_Required action_.
State how many lines of the records below contain the word "matching", giving the number and nothing else.

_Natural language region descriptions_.
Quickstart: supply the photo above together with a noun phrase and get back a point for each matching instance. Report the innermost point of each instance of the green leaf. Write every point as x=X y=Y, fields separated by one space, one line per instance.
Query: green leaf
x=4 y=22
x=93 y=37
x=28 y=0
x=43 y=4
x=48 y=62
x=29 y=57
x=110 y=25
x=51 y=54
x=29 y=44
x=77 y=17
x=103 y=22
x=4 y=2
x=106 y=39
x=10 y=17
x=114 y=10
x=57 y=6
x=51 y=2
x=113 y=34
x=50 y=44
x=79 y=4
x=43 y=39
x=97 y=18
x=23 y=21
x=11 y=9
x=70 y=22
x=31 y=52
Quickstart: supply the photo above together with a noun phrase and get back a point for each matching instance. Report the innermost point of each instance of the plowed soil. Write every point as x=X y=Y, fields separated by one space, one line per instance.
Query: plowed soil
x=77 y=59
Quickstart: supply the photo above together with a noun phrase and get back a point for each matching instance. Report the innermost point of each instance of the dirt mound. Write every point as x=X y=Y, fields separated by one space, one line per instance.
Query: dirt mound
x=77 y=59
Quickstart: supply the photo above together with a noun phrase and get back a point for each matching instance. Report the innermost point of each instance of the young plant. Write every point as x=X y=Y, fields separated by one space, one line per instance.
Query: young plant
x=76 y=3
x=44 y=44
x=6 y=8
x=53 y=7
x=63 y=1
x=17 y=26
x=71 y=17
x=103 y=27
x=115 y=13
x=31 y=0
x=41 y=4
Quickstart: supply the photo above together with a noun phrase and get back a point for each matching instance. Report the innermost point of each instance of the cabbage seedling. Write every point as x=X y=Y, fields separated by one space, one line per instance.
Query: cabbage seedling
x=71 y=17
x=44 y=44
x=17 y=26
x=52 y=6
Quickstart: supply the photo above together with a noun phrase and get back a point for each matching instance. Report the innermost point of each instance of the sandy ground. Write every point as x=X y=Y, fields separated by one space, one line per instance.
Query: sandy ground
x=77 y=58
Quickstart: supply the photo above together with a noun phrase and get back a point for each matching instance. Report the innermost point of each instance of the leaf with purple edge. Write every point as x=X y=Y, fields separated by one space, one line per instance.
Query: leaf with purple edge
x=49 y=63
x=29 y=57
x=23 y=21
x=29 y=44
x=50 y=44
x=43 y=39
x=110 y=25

_Answer section_.
7